## EXERCISE
Take the line that contains "For the pointing benchmark, tag the roof" and every line after it in the material below, and quote them exactly.

## GIVEN RECORDS
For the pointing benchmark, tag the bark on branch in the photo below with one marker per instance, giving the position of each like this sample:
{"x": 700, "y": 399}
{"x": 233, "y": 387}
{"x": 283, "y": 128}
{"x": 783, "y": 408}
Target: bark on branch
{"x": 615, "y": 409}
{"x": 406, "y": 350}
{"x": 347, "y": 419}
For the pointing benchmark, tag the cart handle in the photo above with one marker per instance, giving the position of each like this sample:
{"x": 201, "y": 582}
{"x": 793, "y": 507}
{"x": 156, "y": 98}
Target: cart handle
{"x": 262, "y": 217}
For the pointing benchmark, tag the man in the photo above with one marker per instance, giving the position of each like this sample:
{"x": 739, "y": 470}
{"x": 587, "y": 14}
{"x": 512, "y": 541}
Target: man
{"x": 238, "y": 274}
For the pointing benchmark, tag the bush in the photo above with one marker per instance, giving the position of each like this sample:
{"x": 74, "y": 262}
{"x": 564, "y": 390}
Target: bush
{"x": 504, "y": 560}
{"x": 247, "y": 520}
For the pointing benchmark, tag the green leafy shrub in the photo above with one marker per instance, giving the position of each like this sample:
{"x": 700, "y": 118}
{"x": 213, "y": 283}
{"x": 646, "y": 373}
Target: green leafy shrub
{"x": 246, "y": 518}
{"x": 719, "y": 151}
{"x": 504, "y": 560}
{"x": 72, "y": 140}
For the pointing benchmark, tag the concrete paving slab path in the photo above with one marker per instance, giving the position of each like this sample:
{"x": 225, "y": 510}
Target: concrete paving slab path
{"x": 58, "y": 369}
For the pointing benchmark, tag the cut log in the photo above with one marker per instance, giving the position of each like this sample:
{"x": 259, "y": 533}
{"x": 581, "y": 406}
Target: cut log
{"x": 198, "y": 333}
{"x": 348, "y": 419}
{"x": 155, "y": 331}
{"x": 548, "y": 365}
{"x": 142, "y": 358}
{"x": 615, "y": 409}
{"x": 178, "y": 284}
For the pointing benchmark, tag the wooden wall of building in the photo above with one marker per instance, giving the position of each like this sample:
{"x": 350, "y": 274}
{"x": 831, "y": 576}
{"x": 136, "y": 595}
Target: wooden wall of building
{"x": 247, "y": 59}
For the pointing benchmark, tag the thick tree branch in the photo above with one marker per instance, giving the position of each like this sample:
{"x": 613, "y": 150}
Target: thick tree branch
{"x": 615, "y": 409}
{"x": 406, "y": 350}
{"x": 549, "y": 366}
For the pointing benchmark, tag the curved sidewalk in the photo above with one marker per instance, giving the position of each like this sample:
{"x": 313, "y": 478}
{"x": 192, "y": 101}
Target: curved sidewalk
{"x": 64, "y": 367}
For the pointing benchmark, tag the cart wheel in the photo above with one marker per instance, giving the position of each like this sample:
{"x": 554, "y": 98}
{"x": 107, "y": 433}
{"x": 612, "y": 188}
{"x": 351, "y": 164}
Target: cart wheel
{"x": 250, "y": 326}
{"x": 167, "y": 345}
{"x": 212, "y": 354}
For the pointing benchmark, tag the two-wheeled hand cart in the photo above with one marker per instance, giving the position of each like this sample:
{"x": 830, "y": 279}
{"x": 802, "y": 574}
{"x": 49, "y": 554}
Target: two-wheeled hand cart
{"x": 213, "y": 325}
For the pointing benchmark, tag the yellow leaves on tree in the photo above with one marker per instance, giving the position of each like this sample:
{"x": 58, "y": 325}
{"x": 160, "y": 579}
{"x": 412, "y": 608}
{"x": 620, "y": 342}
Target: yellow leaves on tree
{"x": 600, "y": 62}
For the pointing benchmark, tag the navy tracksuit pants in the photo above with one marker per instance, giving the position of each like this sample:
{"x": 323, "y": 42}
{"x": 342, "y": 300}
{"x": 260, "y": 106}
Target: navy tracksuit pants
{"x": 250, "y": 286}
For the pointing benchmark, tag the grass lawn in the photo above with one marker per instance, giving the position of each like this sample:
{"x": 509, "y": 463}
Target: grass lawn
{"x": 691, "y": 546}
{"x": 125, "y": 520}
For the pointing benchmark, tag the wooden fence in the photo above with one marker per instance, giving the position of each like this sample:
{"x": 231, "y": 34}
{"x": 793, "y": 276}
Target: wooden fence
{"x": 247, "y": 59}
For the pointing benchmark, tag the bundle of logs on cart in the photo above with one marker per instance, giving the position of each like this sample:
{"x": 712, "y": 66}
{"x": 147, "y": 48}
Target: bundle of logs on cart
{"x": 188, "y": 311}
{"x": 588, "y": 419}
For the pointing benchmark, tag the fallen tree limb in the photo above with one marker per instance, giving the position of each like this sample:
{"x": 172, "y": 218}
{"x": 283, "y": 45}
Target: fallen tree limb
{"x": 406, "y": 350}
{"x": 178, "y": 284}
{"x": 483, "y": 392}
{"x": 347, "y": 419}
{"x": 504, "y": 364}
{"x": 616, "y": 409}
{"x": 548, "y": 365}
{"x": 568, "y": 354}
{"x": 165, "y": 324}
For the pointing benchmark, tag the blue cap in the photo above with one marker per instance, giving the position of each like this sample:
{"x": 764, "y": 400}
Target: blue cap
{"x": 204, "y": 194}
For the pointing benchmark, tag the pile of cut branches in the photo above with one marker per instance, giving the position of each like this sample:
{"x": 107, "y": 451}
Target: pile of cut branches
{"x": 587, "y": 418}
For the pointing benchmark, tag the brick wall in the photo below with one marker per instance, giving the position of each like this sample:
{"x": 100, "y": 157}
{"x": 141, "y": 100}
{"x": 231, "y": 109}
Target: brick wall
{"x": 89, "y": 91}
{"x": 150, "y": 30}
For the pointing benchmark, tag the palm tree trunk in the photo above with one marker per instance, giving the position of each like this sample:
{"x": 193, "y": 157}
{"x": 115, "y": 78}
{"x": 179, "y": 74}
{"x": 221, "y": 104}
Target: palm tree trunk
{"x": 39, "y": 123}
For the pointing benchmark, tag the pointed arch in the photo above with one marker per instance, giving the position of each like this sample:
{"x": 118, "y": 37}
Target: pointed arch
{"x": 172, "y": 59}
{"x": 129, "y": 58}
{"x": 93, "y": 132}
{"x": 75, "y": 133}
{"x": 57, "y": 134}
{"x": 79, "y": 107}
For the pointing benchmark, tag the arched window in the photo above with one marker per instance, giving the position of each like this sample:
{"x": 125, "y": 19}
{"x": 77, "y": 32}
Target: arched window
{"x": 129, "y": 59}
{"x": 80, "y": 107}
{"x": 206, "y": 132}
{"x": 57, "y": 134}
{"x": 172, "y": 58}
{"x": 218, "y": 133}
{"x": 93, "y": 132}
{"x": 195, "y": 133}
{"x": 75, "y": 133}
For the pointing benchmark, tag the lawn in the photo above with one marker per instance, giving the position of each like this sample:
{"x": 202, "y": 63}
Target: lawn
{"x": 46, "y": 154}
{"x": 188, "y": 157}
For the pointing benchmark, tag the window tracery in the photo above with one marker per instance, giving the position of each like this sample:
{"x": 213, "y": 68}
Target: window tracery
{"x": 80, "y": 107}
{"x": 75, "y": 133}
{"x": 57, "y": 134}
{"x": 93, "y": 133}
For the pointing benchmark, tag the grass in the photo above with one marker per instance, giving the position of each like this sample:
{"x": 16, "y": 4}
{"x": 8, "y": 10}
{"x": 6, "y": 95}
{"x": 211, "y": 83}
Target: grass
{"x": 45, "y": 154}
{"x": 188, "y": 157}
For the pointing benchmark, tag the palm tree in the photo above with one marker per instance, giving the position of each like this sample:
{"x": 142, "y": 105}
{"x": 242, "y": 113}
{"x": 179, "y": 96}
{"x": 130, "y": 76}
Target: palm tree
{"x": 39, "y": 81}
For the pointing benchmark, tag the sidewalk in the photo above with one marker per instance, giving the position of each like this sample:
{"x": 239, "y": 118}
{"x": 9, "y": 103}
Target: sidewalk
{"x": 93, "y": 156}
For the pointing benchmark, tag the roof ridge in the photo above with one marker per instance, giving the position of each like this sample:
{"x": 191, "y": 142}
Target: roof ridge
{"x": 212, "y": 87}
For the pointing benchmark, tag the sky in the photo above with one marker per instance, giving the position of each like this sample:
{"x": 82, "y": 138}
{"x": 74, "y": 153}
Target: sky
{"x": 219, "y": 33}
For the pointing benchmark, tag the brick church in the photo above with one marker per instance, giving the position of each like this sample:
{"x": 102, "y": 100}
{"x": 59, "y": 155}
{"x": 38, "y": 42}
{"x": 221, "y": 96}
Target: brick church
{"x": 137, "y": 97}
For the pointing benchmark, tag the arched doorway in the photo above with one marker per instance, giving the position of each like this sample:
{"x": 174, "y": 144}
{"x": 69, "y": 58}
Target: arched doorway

## SOLUTION TO THIS EXERCISE
For the pointing benchmark, tag the roof ridge in the photo above with one marker per instance, giving the position of each like this sample:
{"x": 191, "y": 142}
Target: roof ridge
{"x": 212, "y": 87}
For the pointing benchmark, tag the sky in the photo above with one marker per instance, giving the position of each like this sample:
{"x": 82, "y": 138}
{"x": 74, "y": 153}
Target: sky
{"x": 219, "y": 33}
For the pointing benchmark, tag the brick church in the photo above with one marker per instance, giving the position of each like this sample:
{"x": 102, "y": 100}
{"x": 59, "y": 155}
{"x": 38, "y": 42}
{"x": 221, "y": 96}
Target: brick church
{"x": 137, "y": 97}
For the pointing benchmark, tag the arched doorway in the photo above with one marker per instance, giving the position of each like this sample:
{"x": 174, "y": 144}
{"x": 69, "y": 58}
Target: arched doorway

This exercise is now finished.